> **Passage given**:
_ _ _ _ _
When using a Plasma Vault with the GoCryptFS backend, unlocking the vault now causes it to appear in the Places panel, just like vaults using the CryFS and EncFS backends (Ivan Čukić, Frameworks 5.93)

Current list of bugs. Get cracking! 😎

New Features

KWrite now internally uses the exact same codebase as Kate but simply turns off a bunch of programmer-centric features. This makes it much more consistent with Kate, more maintainable, and it will have fewer bugs. And now it has tabs! You can read more about it here on the Kate blog (Christoph Cullmann, KWrite 22.08):

The new KWrite, now with tabs!

Picture of the Day wallpapers now lets you preview the image and see image metadata right there in the config window! (Fushan Wen, Plasma 5.25):

You can even click the preview to go to the image’s source URL, or click the little inline save button to save it locally!
_ _ _ _ _
> **Data records**:
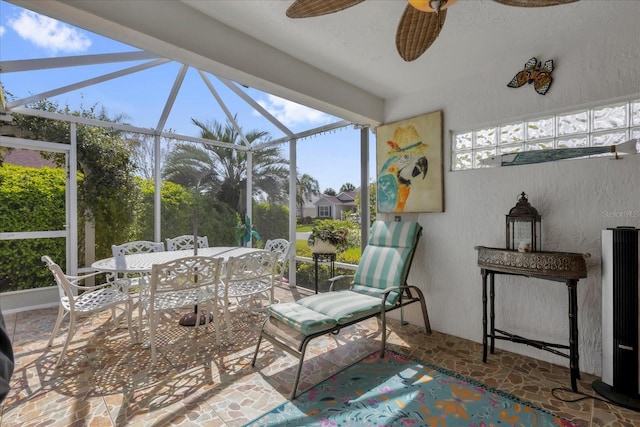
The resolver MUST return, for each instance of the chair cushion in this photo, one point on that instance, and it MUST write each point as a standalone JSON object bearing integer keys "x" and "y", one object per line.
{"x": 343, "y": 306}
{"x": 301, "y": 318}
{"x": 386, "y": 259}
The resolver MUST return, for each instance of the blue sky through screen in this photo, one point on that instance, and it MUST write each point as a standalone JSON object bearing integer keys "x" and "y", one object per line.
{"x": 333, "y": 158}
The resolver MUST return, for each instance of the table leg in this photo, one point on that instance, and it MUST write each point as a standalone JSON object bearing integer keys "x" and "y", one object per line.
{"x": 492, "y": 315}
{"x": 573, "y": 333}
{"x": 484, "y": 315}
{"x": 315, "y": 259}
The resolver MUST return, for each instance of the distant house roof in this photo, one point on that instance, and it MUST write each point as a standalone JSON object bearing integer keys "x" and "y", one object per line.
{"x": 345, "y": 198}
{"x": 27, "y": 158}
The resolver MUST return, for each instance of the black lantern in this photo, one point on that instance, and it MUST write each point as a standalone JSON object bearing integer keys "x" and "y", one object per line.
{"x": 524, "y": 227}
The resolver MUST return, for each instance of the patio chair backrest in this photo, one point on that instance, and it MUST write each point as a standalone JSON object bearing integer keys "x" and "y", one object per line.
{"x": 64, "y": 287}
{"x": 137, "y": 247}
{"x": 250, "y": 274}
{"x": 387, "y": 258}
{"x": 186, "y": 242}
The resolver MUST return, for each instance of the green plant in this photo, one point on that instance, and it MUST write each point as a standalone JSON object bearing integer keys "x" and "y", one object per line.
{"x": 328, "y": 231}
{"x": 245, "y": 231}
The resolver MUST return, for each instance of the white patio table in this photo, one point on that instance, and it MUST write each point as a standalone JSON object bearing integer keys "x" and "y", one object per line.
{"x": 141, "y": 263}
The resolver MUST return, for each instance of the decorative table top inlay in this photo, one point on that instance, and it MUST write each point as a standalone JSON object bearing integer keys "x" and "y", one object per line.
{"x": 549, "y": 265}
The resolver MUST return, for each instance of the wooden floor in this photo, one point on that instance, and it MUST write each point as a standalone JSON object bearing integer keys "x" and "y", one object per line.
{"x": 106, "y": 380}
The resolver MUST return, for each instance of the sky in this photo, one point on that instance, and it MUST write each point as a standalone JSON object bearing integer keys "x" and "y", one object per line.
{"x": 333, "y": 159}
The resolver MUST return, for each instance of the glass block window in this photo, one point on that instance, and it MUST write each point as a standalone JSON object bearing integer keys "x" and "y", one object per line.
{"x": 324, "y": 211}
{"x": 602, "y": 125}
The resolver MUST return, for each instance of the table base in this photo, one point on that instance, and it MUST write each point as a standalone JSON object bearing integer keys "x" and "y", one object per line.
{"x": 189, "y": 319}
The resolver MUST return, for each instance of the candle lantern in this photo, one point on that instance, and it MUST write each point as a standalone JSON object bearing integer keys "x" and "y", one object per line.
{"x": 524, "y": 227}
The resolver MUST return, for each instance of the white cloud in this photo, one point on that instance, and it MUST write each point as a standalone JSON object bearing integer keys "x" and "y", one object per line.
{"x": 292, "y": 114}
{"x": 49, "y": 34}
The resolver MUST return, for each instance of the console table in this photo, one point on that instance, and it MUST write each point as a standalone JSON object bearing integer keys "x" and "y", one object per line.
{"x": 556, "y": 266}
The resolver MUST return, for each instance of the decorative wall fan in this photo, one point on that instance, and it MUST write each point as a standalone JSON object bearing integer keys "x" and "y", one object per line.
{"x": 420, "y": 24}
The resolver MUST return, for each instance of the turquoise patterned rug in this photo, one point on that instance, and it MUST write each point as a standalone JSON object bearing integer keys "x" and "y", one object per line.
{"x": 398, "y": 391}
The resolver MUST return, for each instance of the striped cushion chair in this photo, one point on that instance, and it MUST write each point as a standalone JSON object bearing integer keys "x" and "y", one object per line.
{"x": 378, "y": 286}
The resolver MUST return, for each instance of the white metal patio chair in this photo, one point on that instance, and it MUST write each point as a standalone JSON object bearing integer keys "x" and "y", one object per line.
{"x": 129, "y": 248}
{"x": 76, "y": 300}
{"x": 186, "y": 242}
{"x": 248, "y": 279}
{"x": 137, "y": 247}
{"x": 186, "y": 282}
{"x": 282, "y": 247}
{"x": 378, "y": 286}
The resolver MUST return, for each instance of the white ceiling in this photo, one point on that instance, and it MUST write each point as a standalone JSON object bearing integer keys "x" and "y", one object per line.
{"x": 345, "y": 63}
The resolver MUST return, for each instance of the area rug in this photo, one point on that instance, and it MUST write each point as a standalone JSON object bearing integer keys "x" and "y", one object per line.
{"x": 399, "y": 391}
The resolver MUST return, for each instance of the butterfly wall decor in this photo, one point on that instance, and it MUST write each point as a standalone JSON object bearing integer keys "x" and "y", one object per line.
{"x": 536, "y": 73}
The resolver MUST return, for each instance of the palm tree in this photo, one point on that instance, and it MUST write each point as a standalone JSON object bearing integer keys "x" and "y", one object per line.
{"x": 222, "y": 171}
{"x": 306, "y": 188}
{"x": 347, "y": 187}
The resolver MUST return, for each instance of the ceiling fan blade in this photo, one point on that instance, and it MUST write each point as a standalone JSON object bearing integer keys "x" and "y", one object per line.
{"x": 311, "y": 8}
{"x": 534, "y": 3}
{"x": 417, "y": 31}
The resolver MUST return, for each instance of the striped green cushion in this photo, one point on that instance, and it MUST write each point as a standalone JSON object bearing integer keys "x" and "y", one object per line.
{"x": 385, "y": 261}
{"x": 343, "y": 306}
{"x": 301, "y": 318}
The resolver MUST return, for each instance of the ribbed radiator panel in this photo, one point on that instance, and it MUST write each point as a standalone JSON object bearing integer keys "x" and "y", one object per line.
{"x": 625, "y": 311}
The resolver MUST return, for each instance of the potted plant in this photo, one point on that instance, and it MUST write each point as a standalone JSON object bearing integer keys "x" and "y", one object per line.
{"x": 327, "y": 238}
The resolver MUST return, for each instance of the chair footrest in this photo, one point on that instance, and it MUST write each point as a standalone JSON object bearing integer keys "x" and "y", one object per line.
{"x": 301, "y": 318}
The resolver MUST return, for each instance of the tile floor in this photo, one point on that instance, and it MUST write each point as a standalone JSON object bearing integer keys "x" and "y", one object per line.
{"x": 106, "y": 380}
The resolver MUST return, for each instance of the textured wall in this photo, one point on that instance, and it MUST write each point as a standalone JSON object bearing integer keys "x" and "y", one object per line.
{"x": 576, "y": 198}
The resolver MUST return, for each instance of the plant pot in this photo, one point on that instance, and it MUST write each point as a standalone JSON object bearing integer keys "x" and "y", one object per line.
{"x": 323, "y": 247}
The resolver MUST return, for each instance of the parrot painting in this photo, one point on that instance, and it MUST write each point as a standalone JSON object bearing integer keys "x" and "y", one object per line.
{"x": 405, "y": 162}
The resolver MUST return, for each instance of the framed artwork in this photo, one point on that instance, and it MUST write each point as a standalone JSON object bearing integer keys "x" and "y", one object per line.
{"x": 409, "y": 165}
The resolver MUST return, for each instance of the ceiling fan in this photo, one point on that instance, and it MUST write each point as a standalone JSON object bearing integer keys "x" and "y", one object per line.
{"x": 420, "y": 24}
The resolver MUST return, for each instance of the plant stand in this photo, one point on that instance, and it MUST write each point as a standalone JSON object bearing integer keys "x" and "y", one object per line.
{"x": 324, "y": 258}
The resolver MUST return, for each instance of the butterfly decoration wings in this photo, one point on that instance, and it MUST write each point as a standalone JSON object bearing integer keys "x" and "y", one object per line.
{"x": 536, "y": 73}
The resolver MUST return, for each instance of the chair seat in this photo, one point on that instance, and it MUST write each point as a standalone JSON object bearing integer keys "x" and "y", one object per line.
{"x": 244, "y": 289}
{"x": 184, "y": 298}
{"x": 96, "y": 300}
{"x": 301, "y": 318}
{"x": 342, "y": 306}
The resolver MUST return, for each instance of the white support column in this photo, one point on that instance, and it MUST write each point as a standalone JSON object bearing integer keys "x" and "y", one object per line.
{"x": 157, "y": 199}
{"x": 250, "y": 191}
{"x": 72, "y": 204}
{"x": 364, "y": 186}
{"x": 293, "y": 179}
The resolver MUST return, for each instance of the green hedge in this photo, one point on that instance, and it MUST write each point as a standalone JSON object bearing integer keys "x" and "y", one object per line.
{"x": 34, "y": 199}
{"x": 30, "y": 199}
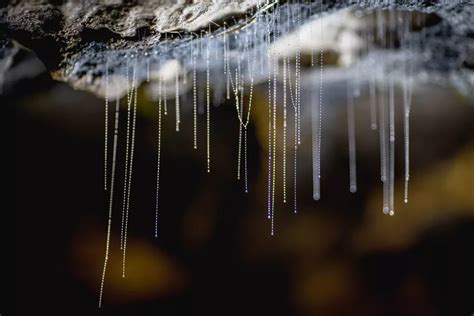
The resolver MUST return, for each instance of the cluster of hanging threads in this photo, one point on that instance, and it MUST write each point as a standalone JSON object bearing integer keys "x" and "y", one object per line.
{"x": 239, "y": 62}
_ _ _ _ _
> **Your goal**:
Answer these questions from the software update notes above:
1. Which two vault backends already made unlocked vaults appear in the Places panel?
2. Which feature does the text highlight with an exclamation point as now available in KWrite?
3. What happens when you click the preview in the Picture of the Day config window?

> **Exercise response**:
1. CryFS and EncFS.
2. Tabs.
3. It takes you to the image's source URL.